Pi Cubed for iPhone and iPod touch
Today, I'm proud to announce the release of my latest application: Pi Cubed for iPhone / iPod Touch. Pi Cubed is a visual math application built around the touchscreen of these portable devices. Rather than follow the standard design of calculators, with fixed buttons and a small LCD display, I wanted to try something new. Pi Cubed uses the full touchscreen to typeset and evaluate calculations, and it relies heavily on Core Animation to animate all of its operations.
Pi Cubed is available for $9.99 (or the local equivalent) on the iTunes App Store.
What it is
It's easier to understand what Pi Cubed is if you see it in action, so I suggest you watch the overview video on the main page for the application. In a nutshell, Pi Cubed lets you enter calculations using a variety of mathematical operations, while typesetting and evaluating these calculations in realtime. This is enabled by a touch-oriented menu system, and assisted by the use of common multitouch gestures (pinch-zooming of equations, and finger swipes for panning across results).
In addition to the base calculation support, Pi Cubed ships with over 150 preprogrammed equations. You can load one of these equations at any time and start entering values for the variables. Tapping on a variable brings up a text label that describes what it is, a feature that is great for reference or educational purposes.
Pi Cubed is currently available on the iTunes App Store for $9.99. Unlike Molecules, I've decided to charge for Pi Cubed. I'm not doing this to get rich on the iPhone gold rush and quit my day job, but merely to see if I can build a sustainable business on the side.
I'd also like to announce that I have elected to donate 10% of my net proceeds from the sale of Pi Cubed (after Apple's cut) to the Child's Play charity. Child's Play is an outstanding organization, founded by Jerry Holkins and Mike Krahulik of the Penny Arcade webcomic with the goal of providing video games and toys to children's hospitals around the world. I am a gamer and have been a fan of Child's Play for years, but always felt that there was more I could be doing to help. Even if Pi Cubed is not for you, I encourage you to keep Child's Play in mind, especially during their end-of-year fundraising drive.
Why I wrote it
I started kicking around ideas for Pi Cubed soon after the launch of the App Store, when the first solid download statistics started coming in for Molecules. I was stunned at the interest level for what I considered to be a niche application which would only appeal to a small subset of students and scientists. Instead, Molecules was the #8 most downloaded free utility of 2008 in the App Store, with over 360,000 downloads to date.
It was also about that time that I'd started playing around with all of the calculator applications available for the iPhone. Despite many of them having impressive lists of features, I found myself going back to using my TI-85 every time. When I work out my math, I do it visually. I also like the ability to edit the calculations I've entered. Traditional calculators with single-value displays don't satisfy these needs. There are a couple of applications that let you enter full expressions, but they rely on fixed buttons which either take up much of the screen or were too small to hit reliably. Additionally, all of them used plain-text representations of the equations you were entering, rather than the nicely laid-out calculations we're used to working with on paper.

Region pointing data:
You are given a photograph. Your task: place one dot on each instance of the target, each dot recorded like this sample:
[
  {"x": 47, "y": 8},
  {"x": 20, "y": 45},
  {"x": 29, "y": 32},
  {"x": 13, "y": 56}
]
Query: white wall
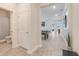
[
  {"x": 28, "y": 23},
  {"x": 73, "y": 23},
  {"x": 12, "y": 8}
]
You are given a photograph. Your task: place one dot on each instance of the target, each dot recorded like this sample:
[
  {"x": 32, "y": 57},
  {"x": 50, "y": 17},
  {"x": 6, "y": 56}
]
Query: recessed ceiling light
[{"x": 54, "y": 6}]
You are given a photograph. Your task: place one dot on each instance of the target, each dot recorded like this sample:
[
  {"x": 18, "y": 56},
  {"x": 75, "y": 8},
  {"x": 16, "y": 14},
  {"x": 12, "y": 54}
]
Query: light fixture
[{"x": 54, "y": 6}]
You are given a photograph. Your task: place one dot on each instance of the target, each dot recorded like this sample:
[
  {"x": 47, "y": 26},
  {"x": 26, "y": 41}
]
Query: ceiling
[{"x": 54, "y": 10}]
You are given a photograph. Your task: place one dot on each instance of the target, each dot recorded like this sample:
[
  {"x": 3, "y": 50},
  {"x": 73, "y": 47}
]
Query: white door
[{"x": 24, "y": 25}]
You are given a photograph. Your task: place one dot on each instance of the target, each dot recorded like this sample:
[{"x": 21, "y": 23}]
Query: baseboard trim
[{"x": 33, "y": 50}]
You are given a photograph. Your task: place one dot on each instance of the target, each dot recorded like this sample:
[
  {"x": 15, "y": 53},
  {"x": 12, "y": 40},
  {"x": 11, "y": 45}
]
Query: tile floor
[{"x": 51, "y": 47}]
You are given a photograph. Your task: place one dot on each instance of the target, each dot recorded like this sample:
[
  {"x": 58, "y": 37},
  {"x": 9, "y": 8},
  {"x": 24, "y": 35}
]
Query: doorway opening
[
  {"x": 54, "y": 30},
  {"x": 5, "y": 29}
]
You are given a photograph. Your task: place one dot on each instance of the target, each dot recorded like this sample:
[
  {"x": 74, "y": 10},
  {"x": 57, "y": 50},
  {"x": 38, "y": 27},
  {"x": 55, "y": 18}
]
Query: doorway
[
  {"x": 5, "y": 33},
  {"x": 53, "y": 26}
]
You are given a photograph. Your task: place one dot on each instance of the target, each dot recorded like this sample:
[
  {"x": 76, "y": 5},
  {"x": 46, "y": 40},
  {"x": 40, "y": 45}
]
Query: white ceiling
[{"x": 49, "y": 11}]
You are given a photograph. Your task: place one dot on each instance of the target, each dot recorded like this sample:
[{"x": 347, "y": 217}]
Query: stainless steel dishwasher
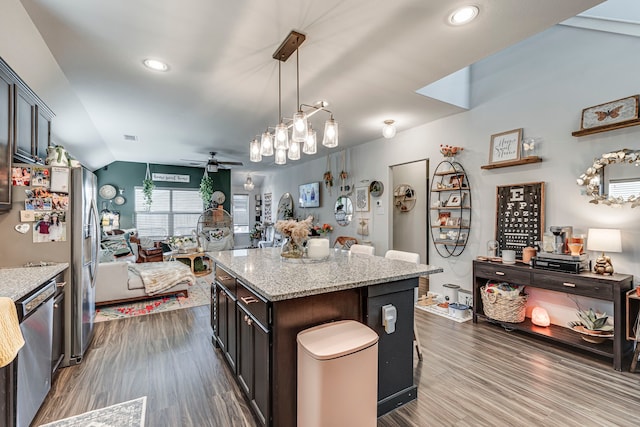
[{"x": 35, "y": 313}]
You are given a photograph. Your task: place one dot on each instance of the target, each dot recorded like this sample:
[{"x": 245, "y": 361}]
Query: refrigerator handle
[{"x": 94, "y": 230}]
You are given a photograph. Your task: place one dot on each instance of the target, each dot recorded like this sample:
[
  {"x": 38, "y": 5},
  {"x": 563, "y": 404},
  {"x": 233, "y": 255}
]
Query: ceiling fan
[{"x": 212, "y": 164}]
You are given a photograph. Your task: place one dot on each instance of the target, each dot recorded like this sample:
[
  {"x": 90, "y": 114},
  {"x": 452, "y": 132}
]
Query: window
[
  {"x": 174, "y": 212},
  {"x": 240, "y": 211}
]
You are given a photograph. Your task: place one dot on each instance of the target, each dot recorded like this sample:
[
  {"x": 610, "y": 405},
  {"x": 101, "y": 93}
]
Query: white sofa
[{"x": 115, "y": 284}]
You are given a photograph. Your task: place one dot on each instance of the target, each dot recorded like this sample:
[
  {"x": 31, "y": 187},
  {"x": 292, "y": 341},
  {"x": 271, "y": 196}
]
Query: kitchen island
[{"x": 260, "y": 302}]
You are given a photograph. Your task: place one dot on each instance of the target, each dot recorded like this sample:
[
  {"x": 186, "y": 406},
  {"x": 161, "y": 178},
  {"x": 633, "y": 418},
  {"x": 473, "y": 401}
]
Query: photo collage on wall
[{"x": 44, "y": 208}]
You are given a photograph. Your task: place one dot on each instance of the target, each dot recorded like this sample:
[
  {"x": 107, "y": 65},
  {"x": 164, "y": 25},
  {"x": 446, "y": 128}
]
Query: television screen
[{"x": 309, "y": 195}]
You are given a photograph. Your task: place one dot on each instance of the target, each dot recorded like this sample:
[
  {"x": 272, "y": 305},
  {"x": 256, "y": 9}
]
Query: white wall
[{"x": 540, "y": 85}]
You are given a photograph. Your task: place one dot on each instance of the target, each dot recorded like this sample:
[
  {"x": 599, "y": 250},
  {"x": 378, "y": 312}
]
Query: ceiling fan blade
[{"x": 231, "y": 163}]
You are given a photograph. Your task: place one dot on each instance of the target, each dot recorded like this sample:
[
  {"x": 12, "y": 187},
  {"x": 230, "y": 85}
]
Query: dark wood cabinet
[
  {"x": 254, "y": 349},
  {"x": 607, "y": 288}
]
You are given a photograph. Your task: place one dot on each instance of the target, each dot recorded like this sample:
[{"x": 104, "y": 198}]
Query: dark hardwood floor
[{"x": 471, "y": 375}]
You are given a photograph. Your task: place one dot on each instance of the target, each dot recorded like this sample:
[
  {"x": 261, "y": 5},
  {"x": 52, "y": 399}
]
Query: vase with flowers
[
  {"x": 323, "y": 230},
  {"x": 295, "y": 234}
]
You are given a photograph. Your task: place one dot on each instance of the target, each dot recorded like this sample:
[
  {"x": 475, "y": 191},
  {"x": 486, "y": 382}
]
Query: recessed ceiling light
[
  {"x": 464, "y": 15},
  {"x": 154, "y": 64}
]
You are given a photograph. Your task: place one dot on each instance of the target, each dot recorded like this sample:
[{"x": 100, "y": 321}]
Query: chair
[
  {"x": 362, "y": 249},
  {"x": 269, "y": 237},
  {"x": 415, "y": 258}
]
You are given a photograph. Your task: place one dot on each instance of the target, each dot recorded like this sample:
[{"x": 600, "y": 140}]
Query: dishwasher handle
[{"x": 31, "y": 303}]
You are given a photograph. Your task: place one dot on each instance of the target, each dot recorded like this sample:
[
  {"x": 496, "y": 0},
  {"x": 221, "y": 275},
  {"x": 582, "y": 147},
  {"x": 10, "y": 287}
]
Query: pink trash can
[{"x": 338, "y": 375}]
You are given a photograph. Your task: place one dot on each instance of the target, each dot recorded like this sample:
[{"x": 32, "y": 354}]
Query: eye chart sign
[{"x": 519, "y": 216}]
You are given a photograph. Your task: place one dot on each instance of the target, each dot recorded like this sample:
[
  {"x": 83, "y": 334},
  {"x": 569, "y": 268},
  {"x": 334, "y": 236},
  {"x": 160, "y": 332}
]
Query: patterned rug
[
  {"x": 199, "y": 294},
  {"x": 125, "y": 414}
]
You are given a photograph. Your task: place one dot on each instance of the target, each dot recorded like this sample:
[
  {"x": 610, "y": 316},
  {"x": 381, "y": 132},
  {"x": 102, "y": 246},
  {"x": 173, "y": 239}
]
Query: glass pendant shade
[
  {"x": 330, "y": 138},
  {"x": 254, "y": 151},
  {"x": 281, "y": 156},
  {"x": 294, "y": 150},
  {"x": 310, "y": 144},
  {"x": 266, "y": 144},
  {"x": 299, "y": 133},
  {"x": 281, "y": 137}
]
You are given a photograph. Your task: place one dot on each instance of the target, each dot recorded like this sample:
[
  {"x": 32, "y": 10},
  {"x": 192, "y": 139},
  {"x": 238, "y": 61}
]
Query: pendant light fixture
[
  {"x": 310, "y": 144},
  {"x": 248, "y": 184},
  {"x": 254, "y": 151},
  {"x": 303, "y": 137}
]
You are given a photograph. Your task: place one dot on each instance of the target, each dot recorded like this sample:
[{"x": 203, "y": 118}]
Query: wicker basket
[{"x": 501, "y": 308}]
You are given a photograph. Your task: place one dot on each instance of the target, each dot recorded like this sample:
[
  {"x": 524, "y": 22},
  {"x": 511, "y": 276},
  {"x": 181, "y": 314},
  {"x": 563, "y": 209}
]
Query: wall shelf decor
[
  {"x": 614, "y": 126},
  {"x": 450, "y": 217},
  {"x": 522, "y": 161}
]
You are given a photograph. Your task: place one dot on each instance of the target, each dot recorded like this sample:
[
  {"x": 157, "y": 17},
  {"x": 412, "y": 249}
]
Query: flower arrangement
[
  {"x": 297, "y": 231},
  {"x": 323, "y": 230},
  {"x": 450, "y": 150}
]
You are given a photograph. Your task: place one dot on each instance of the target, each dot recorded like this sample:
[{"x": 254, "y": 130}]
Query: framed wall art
[
  {"x": 505, "y": 146},
  {"x": 618, "y": 111},
  {"x": 519, "y": 216},
  {"x": 362, "y": 199}
]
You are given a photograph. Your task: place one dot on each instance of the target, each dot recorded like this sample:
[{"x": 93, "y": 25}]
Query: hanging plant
[
  {"x": 206, "y": 189},
  {"x": 147, "y": 188}
]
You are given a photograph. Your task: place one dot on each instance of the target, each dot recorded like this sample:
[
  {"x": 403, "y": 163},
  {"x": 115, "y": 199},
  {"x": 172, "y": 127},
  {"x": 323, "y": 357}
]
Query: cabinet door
[
  {"x": 6, "y": 149},
  {"x": 43, "y": 134},
  {"x": 24, "y": 121},
  {"x": 245, "y": 351},
  {"x": 262, "y": 368},
  {"x": 57, "y": 352},
  {"x": 254, "y": 363},
  {"x": 231, "y": 349},
  {"x": 221, "y": 318}
]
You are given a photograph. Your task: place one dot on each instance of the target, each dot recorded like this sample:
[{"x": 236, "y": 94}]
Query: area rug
[
  {"x": 125, "y": 414},
  {"x": 199, "y": 294},
  {"x": 433, "y": 309}
]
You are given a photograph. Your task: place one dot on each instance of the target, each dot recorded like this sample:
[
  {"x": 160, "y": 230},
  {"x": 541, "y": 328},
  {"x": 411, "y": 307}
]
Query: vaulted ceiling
[{"x": 366, "y": 58}]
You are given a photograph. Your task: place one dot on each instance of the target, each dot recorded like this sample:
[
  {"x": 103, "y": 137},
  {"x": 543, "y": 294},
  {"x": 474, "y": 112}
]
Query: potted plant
[{"x": 206, "y": 189}]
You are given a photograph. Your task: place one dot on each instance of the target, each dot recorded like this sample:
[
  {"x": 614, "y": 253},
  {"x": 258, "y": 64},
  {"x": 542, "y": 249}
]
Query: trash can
[{"x": 337, "y": 375}]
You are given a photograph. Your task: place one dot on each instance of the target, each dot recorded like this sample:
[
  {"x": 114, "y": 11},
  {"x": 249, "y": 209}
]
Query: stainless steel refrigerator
[{"x": 76, "y": 244}]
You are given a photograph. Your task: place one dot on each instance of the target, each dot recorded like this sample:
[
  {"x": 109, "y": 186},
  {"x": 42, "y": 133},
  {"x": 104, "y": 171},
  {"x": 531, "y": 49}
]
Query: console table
[{"x": 608, "y": 288}]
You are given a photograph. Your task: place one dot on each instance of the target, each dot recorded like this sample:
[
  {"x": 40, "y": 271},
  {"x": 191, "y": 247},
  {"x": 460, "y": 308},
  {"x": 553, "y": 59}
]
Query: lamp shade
[
  {"x": 281, "y": 156},
  {"x": 330, "y": 138},
  {"x": 310, "y": 145},
  {"x": 266, "y": 144},
  {"x": 254, "y": 151},
  {"x": 604, "y": 240}
]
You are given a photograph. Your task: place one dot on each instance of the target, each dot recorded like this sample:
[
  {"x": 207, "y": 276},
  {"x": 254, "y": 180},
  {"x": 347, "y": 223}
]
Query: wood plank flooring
[{"x": 471, "y": 375}]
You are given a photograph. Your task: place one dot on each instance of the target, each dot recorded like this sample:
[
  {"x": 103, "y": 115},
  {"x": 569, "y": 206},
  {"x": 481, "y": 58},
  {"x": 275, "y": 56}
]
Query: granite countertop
[
  {"x": 17, "y": 282},
  {"x": 279, "y": 279}
]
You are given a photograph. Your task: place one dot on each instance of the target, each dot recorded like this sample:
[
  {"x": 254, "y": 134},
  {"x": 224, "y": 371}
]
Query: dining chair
[
  {"x": 362, "y": 249},
  {"x": 415, "y": 258}
]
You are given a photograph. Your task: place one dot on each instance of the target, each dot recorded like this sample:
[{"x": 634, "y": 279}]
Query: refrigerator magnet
[{"x": 27, "y": 216}]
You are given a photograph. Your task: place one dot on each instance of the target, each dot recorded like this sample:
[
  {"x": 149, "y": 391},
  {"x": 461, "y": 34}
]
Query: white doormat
[{"x": 125, "y": 414}]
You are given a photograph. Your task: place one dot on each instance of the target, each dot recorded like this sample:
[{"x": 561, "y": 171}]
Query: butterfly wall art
[{"x": 619, "y": 111}]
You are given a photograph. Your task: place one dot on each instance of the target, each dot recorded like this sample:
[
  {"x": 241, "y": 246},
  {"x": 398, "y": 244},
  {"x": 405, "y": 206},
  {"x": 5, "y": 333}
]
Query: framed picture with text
[{"x": 505, "y": 146}]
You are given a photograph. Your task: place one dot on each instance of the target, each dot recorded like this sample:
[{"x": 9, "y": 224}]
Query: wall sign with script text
[
  {"x": 505, "y": 146},
  {"x": 519, "y": 216}
]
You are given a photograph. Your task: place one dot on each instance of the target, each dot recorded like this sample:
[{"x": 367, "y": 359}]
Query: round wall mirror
[
  {"x": 285, "y": 207},
  {"x": 343, "y": 210}
]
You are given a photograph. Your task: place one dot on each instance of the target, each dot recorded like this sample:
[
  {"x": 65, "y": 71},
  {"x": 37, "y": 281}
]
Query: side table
[{"x": 192, "y": 257}]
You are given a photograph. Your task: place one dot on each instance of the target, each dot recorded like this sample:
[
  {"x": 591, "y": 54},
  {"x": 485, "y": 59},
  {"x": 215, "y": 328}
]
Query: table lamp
[{"x": 604, "y": 240}]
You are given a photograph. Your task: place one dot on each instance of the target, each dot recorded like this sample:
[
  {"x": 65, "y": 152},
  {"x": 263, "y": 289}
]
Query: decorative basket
[{"x": 501, "y": 308}]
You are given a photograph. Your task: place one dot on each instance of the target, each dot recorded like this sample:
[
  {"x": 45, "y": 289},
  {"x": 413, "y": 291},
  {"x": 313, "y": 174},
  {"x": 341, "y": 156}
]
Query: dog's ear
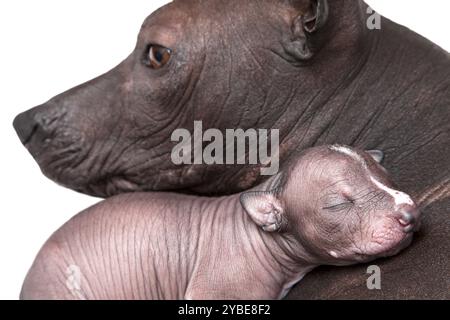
[
  {"x": 265, "y": 209},
  {"x": 312, "y": 16}
]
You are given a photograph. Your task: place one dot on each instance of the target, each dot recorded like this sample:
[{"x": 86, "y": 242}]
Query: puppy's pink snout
[{"x": 409, "y": 218}]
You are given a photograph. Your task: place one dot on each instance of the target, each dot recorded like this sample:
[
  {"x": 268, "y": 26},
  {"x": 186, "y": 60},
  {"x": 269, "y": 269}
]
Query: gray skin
[
  {"x": 323, "y": 208},
  {"x": 312, "y": 70}
]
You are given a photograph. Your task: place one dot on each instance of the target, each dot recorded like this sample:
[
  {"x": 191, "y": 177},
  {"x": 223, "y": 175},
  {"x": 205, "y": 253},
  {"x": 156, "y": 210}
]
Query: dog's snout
[
  {"x": 34, "y": 122},
  {"x": 25, "y": 125}
]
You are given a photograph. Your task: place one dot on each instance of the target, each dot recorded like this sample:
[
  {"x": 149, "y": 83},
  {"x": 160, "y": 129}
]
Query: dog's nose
[
  {"x": 37, "y": 122},
  {"x": 25, "y": 125},
  {"x": 409, "y": 218}
]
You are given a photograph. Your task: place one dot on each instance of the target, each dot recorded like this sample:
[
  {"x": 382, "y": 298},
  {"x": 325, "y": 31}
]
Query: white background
[{"x": 48, "y": 46}]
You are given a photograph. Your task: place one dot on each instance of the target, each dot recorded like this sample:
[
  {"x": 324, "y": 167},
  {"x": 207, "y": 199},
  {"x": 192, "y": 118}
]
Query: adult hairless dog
[
  {"x": 332, "y": 205},
  {"x": 310, "y": 68}
]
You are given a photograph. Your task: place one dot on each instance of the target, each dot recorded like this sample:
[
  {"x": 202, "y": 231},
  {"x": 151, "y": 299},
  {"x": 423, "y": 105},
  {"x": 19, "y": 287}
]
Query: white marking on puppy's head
[
  {"x": 399, "y": 197},
  {"x": 349, "y": 152}
]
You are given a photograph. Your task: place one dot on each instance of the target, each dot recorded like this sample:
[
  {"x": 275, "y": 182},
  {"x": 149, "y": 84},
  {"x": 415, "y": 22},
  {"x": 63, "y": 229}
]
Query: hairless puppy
[{"x": 329, "y": 205}]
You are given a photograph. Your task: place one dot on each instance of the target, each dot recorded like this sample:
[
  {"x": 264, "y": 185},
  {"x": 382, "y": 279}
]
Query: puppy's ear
[
  {"x": 265, "y": 209},
  {"x": 377, "y": 155},
  {"x": 312, "y": 16}
]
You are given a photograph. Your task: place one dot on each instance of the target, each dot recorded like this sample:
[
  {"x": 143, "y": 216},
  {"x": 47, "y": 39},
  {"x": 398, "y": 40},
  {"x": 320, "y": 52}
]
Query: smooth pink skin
[{"x": 171, "y": 246}]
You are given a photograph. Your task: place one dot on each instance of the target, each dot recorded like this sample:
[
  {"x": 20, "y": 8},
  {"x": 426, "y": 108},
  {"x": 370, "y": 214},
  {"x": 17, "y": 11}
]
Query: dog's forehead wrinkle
[{"x": 349, "y": 152}]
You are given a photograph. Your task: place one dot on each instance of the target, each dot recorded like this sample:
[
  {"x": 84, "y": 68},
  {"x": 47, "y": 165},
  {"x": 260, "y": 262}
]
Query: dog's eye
[{"x": 157, "y": 56}]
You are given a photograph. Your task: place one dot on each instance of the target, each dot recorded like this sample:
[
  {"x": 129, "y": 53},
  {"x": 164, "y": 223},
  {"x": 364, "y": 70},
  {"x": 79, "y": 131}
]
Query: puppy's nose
[
  {"x": 37, "y": 122},
  {"x": 409, "y": 218},
  {"x": 25, "y": 125}
]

- Complete the following:
a) Answer these questions using the Pi Cubed announcement:
(i) What price is given for Pi Cubed on the iTunes App Store?
(ii) What share of the net proceeds from Pi Cubed sales is being donated, and to which charity?
(iii) How many downloads to date does the announcement report for Molecules?
b) Rewrite the paragraph in the Pi Cubed announcement that begins "In addition to the base calculation support" as a short bulleted list that keeps its main facts.
These entries have no connection to the Pi Cubed announcement.

- Problem solutions:
a)
(i) $9.99 (or the local equivalent).
(ii) 10% of the net proceeds (after Apple's cut), to the Child's Play charity.
(iii) Over 360,000 downloads.

b)
- Pi Cubed ships with over 150 preprogrammed equations.
- Any of these equations can be loaded at any time, and values can then be entered for the variables.
- Tapping a variable brings up a text label describing it, which is useful for reference or educational purposes.